**TEXT TO READ:**
Pay attention. This one is short.

The President of the United States is at the White House on Monday talking to reporters. He says, casually, like it just happened, like it’s a side note, that the Governor of Maryland — Wes Moore — came up to him at the Army-Navy game in December of 2024, leaned in, and said, “Sir, you’re the greatest president of my lifetime.”

Buddy. Greatest president of my lifetime. The Governor of Maryland. Voluntarily. To his face.

Now. There happened to be a Fox News documentary crew at the Army-Navy game. They had a camera on the conversation. The whole thing. The audio. The wide shot. The reverse. Everything. And on Monday afternoon, this same Fox crew, at the same network the President watches, aired the footage. What does Governor Moore actually say? He shakes the President’s hand. He says, “Welcome back to Maryland, sir.” That is the entire encounter. Welcome back to Maryland, sir.

**PROVIDED RECORDS:**

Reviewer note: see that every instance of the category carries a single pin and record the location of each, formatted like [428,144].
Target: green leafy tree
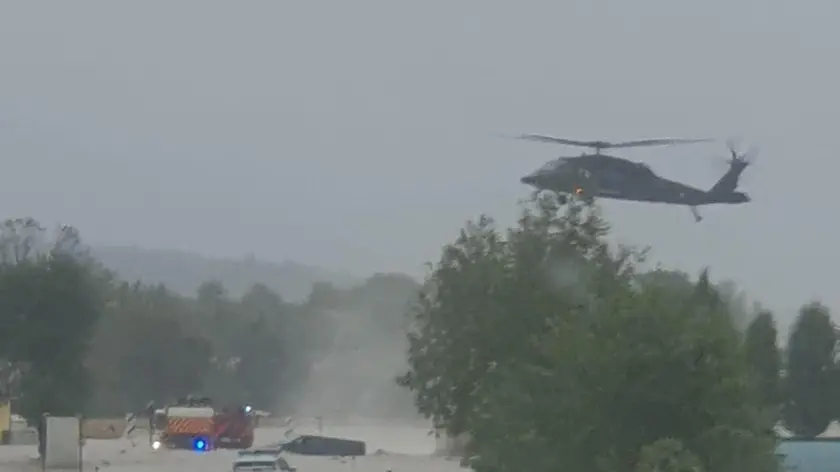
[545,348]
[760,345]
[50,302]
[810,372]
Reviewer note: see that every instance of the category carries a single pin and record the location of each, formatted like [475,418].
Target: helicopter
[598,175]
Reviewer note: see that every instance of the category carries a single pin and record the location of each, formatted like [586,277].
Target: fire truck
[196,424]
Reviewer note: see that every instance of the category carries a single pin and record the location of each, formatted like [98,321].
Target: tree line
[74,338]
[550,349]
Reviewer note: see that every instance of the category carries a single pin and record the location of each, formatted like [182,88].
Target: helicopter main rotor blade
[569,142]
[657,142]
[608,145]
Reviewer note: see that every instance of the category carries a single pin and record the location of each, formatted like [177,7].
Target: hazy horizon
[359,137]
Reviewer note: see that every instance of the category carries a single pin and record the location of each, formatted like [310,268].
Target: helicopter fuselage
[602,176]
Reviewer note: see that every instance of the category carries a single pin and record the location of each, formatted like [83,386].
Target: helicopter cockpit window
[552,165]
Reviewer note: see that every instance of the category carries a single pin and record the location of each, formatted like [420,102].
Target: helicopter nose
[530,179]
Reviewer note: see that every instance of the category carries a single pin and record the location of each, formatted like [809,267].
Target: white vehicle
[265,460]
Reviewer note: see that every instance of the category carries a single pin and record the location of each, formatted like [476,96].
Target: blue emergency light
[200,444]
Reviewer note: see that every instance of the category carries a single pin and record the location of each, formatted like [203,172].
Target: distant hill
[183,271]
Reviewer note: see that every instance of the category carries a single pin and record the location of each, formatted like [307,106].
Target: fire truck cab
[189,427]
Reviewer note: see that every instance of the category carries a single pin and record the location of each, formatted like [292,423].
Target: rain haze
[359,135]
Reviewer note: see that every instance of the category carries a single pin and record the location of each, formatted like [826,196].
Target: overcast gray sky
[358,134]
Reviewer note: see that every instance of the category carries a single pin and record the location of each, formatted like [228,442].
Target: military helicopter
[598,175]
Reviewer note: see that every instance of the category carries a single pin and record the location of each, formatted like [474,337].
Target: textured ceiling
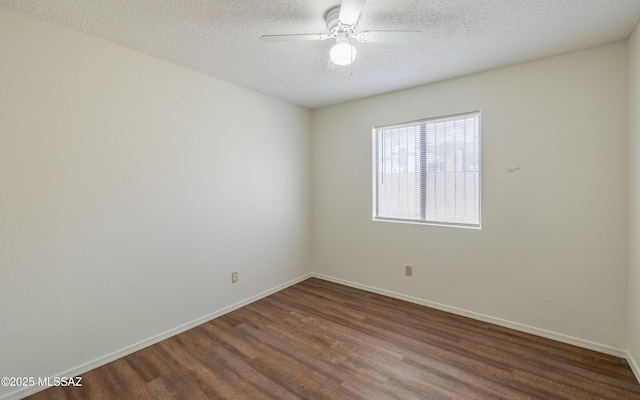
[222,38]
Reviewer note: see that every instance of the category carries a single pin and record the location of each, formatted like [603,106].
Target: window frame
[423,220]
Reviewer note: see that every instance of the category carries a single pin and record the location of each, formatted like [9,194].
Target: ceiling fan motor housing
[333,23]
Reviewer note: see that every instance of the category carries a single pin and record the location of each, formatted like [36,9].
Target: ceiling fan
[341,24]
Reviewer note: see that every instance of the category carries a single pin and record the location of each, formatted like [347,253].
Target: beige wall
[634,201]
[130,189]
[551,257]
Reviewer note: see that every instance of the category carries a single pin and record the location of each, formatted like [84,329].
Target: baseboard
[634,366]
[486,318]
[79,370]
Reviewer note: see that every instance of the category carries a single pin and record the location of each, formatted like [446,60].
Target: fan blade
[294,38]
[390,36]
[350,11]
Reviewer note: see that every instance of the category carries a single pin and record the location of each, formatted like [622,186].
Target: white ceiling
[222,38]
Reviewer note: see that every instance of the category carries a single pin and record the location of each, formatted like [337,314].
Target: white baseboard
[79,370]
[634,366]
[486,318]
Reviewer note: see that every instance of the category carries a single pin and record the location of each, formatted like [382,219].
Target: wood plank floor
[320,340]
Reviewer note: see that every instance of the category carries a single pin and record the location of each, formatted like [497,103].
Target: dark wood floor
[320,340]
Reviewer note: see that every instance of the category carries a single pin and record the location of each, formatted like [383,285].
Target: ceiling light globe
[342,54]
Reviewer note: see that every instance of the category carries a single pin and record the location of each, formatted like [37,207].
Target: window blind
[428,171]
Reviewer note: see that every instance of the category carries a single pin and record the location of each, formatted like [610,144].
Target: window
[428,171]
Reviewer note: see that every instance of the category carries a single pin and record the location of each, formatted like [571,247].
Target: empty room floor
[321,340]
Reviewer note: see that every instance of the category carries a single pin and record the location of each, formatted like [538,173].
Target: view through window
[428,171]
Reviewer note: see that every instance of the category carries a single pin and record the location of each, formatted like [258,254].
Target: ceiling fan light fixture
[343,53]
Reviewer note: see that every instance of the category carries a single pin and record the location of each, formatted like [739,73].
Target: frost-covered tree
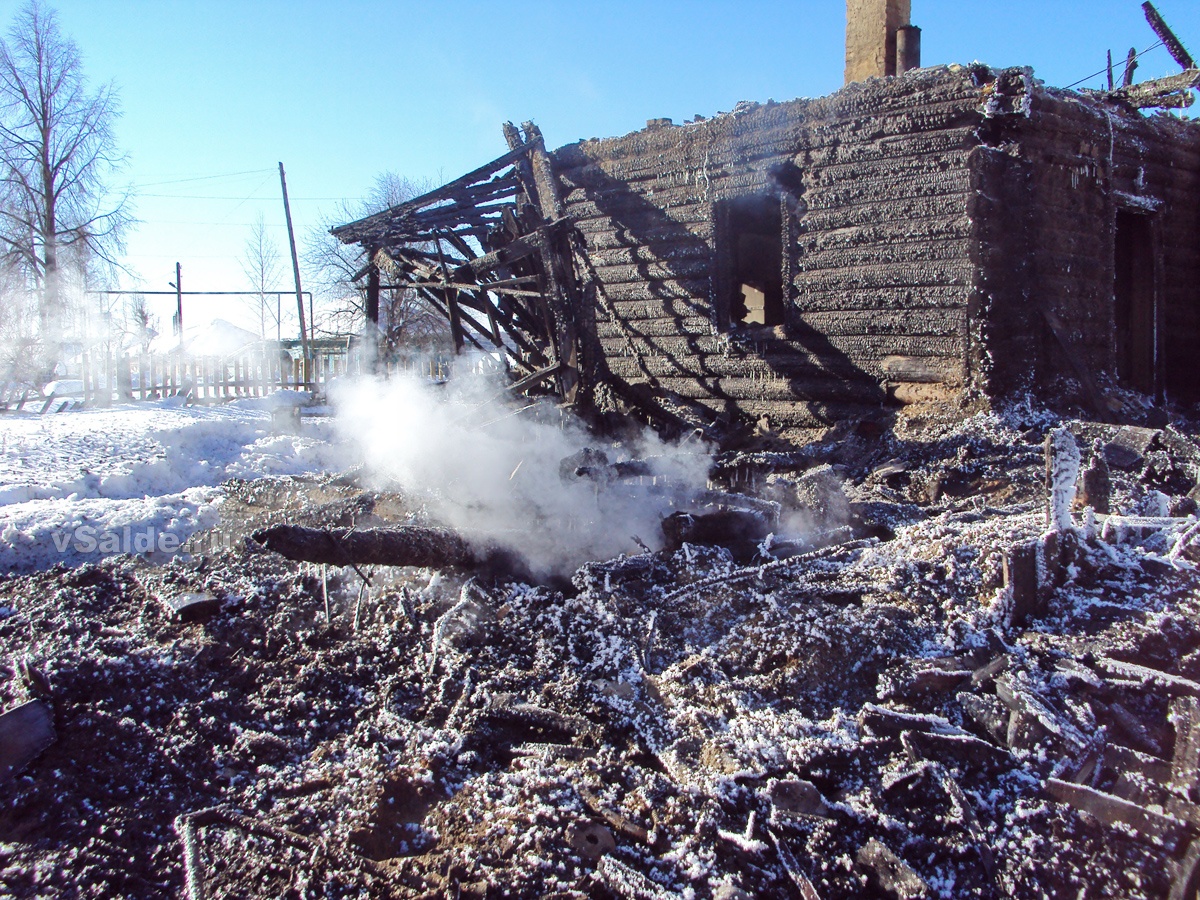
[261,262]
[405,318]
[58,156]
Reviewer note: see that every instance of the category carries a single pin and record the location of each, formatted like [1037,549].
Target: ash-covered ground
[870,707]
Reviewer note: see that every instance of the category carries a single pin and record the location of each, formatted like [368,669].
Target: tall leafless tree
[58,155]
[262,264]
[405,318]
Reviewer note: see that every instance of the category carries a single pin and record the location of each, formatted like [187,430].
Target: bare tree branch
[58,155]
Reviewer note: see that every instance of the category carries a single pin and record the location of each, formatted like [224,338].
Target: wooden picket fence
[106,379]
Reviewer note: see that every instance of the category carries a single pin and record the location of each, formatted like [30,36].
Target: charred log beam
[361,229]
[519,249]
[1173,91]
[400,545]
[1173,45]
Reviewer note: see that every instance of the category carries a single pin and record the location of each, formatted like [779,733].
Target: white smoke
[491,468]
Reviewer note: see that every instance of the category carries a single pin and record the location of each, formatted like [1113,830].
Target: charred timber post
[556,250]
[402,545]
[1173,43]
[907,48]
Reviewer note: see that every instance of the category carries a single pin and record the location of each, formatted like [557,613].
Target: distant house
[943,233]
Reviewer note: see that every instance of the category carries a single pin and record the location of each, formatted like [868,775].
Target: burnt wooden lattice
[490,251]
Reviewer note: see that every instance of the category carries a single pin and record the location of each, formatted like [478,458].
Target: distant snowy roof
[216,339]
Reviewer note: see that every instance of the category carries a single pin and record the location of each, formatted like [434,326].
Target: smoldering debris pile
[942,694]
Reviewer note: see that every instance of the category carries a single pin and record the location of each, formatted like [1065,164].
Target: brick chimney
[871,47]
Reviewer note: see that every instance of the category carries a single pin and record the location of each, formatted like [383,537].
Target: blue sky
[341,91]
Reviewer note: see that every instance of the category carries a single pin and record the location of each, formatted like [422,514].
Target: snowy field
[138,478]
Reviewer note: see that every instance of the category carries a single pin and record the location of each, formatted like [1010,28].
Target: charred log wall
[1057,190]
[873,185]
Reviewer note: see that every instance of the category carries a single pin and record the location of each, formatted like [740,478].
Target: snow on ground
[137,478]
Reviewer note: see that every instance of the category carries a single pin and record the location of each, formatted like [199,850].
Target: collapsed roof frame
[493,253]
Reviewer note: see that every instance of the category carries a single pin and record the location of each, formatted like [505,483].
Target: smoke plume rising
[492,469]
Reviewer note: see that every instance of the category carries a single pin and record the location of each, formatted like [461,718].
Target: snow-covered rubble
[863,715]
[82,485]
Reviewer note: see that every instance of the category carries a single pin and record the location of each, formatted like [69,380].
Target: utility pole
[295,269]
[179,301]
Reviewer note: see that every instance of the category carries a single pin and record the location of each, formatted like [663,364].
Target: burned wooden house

**TASKS TO PERFORM:**
• A. Translate this sentence from the passage about the Army-Navy game encounter into Spanish: "There happened to be a Fox News documentary crew at the Army-Navy game."
• B. Write the next part of the passage about the Army-Navy game handshake, picking up after its last line.

**ANSWERS:**
• A. Resultó que había un equipo de documentales de Fox News en el partido Army-Navy.

• B.
I have run a casino floor. I have heard a lot of guys lie about a conversation they say happened with somebody important. I have heard a man tell me Frank Sinatra called him “kid” once. I have heard a man insist Bill Bradley remembered him from a high school game. The lies all sound the same. They all happen to be flattering. They are all perfectly tailored to the guy telling them. The greatest president of my lifetime is exactly the sentence the President wishes the Governor had said. So the President said the Governor said it.

What’s funny is the footage already exists. Fox aired it. The Governor responded on his own social account with one word: “lol.” He also said, in a radio interview the next day, “When I say that conversation never happened, that imaginary conversation never happened, I mean that conversation never happened.” Three negatives. Three. That’s how clear he had to be.

This is not a small thing. This is the President of the United States quoting a public official saying a thing the public official did not say, on tape, the tape, the publicly available tape, and continuing to repeat the quote even after the tape contradicts him.

The phrase for this in the news business is “fabrication.” The phrase for this in the rest of life is also “fabrication.” There is no third phrase.

I’m arguing with the television. The television isn’t even pretending anymore.

FINAL · /100

The breakdown.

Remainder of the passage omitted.